Available data START

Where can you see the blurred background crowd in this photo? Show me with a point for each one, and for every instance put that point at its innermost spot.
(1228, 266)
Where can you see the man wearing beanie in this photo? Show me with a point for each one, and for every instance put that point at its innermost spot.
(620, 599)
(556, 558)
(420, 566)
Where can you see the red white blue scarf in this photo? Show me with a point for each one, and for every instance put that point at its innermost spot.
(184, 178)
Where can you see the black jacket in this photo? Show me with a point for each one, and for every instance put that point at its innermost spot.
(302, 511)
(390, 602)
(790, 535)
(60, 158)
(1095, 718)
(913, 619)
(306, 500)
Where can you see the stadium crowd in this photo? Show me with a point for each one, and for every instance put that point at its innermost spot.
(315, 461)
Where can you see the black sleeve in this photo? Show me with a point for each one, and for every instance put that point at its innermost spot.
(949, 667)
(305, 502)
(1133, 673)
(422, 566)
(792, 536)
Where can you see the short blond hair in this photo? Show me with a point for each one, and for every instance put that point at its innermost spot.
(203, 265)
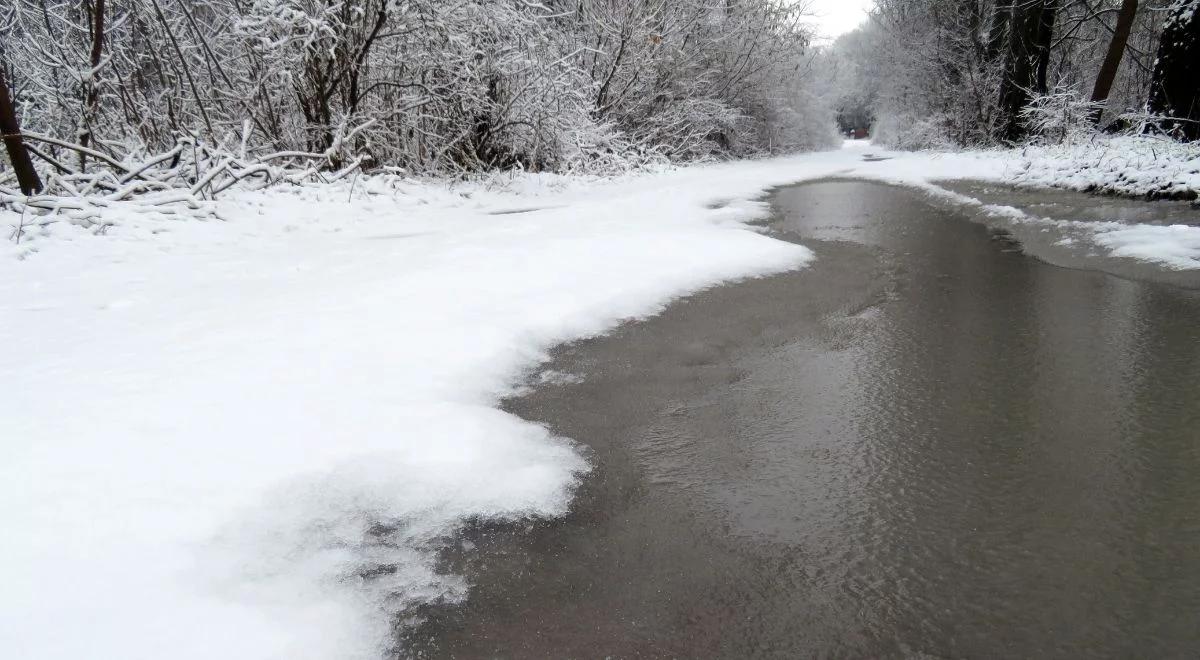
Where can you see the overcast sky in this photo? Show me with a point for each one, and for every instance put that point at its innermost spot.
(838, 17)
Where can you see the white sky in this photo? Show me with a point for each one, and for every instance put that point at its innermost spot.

Available data END
Available data START

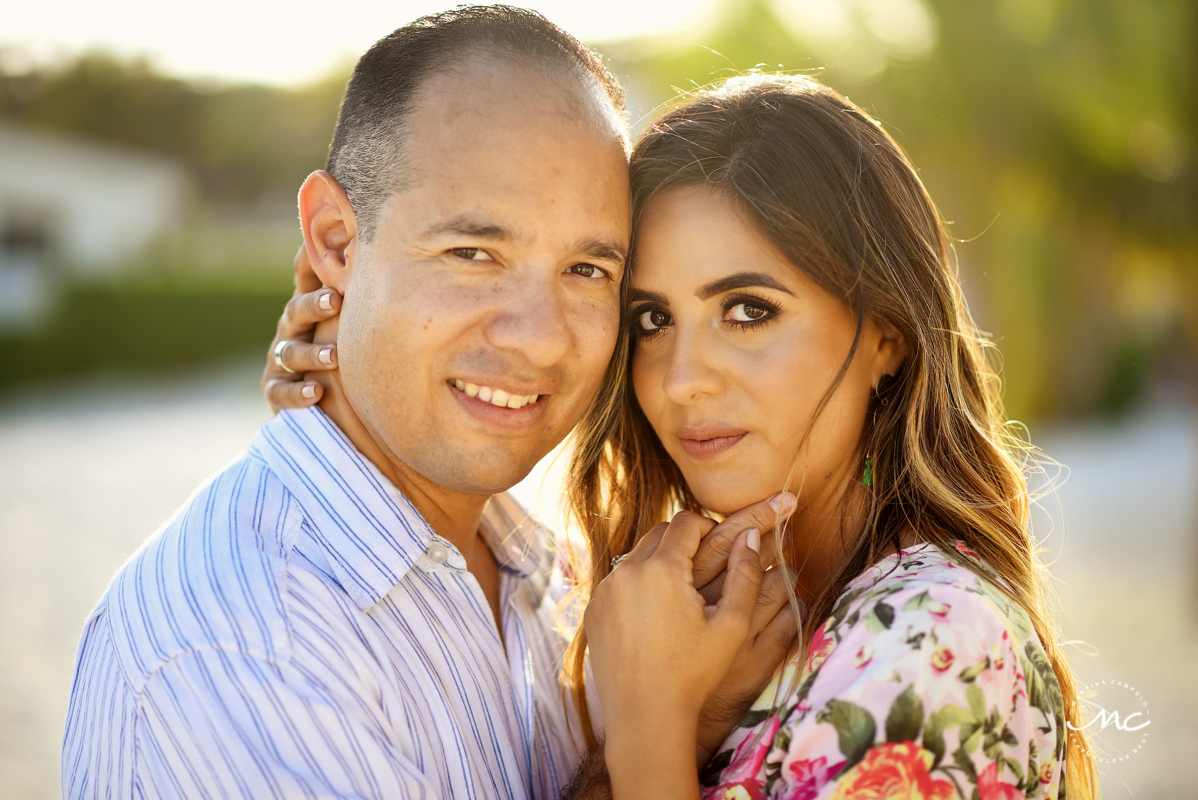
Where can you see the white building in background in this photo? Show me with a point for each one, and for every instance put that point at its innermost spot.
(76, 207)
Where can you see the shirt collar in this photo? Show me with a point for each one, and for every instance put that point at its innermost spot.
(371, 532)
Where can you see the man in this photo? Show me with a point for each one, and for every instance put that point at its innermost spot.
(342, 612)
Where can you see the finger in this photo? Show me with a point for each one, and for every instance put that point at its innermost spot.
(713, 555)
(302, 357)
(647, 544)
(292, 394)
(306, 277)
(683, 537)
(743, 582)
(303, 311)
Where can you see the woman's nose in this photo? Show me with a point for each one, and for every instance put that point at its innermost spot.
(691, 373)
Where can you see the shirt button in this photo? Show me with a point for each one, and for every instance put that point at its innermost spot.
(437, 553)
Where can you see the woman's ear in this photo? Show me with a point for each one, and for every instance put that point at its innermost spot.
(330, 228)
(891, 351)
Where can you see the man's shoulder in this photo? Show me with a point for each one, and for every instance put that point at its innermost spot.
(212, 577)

Available data END
Available data START

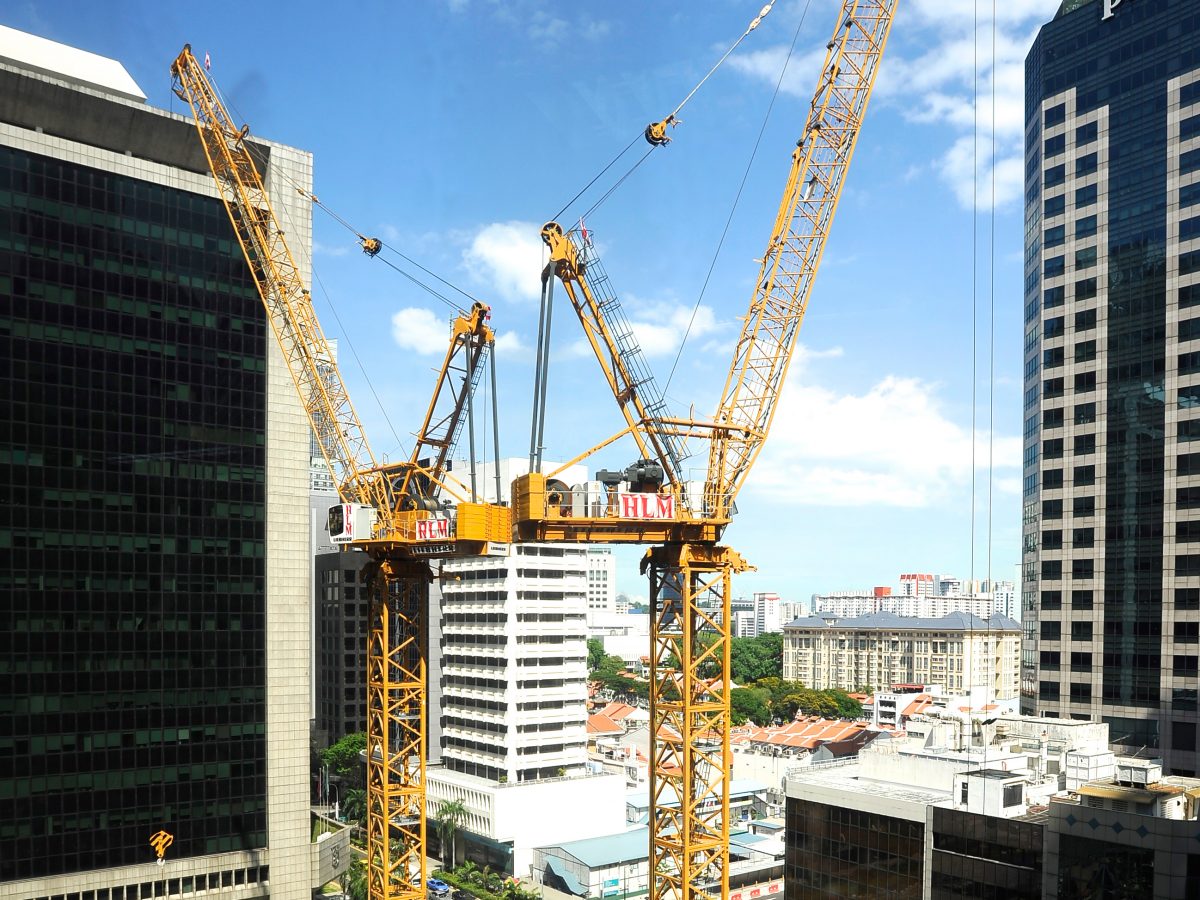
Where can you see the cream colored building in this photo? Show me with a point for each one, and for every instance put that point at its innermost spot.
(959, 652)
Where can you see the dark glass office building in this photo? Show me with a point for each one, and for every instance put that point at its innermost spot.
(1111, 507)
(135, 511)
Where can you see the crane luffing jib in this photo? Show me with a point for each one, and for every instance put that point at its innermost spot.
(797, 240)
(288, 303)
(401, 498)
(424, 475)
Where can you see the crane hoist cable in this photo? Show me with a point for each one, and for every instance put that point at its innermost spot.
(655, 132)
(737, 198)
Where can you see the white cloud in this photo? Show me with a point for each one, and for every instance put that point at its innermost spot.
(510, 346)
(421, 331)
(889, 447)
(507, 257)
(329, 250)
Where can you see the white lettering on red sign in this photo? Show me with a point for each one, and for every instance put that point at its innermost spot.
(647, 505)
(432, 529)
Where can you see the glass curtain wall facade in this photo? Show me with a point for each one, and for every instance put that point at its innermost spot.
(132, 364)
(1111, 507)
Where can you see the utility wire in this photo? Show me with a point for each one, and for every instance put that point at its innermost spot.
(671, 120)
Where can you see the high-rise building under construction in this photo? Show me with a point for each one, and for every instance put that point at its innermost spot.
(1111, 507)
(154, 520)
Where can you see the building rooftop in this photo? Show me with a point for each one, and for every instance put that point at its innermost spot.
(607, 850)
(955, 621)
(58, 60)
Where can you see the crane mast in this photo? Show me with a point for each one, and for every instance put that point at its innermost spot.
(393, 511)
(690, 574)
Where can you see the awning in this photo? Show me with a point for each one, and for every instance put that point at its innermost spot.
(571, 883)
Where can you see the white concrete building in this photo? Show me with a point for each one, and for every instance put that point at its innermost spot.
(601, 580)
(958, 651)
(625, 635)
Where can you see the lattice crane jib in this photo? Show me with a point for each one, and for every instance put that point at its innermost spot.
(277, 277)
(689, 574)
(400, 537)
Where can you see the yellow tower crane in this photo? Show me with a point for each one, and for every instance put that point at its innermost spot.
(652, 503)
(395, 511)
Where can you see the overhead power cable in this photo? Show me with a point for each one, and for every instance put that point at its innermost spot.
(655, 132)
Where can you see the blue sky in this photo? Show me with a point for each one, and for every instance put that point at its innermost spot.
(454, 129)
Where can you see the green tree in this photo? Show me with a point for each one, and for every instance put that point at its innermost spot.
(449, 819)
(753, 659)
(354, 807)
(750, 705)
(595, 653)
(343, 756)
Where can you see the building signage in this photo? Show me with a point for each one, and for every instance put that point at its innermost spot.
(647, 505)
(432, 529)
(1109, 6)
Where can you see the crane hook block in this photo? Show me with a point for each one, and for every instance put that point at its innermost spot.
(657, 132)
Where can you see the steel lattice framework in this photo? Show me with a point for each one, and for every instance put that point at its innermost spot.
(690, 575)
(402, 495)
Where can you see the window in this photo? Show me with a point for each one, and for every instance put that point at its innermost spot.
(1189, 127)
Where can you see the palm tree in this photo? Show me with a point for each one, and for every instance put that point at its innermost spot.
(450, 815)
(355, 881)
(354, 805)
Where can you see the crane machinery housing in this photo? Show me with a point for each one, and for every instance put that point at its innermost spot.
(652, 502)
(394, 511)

Available data END

Problem
Your answer should be the exact lines above from the one containing "Where can you see the man wearing" through the one containing "Where can you see the white sky", with both end lines kept and the pictures removed, please.

Response area
Where can you see the man wearing beanie in this photo? Show me with a point for each one, and for every instance put that point at its innermost spot.
(620, 599)
(556, 558)
(420, 566)
Where can you see the red white blue scarf in this photo? Show me with a point for each one, and for every instance put that point at its innermost spot.
(184, 178)
Where can you see the black jacket in this photo? Show me with a point for each one, and for every instance put that point at its innermost spot.
(302, 511)
(390, 602)
(790, 535)
(60, 158)
(1095, 718)
(913, 619)
(306, 500)
Where can you see the stadium crowd in this photo? Show me with a point for each one, and for every instance put that point at its innermost spot.
(315, 461)
Where can you see the black sleeve in this photo? Show me with a point for each one, and for every instance put that point at its innermost spot.
(949, 667)
(305, 502)
(1133, 673)
(422, 566)
(792, 536)
Where can you see the short blond hair in this photo? Show me with a point for each one, and for every instance put that point at its innermost spot.
(203, 265)
Where can you see the overcast sky in this photo? Show me with a point for each one, and for every instance put that point at its innermost spot.
(838, 17)
Where can you see the white sky in this photo? Show me with a point for each one, and for every instance put that point at its innermost spot.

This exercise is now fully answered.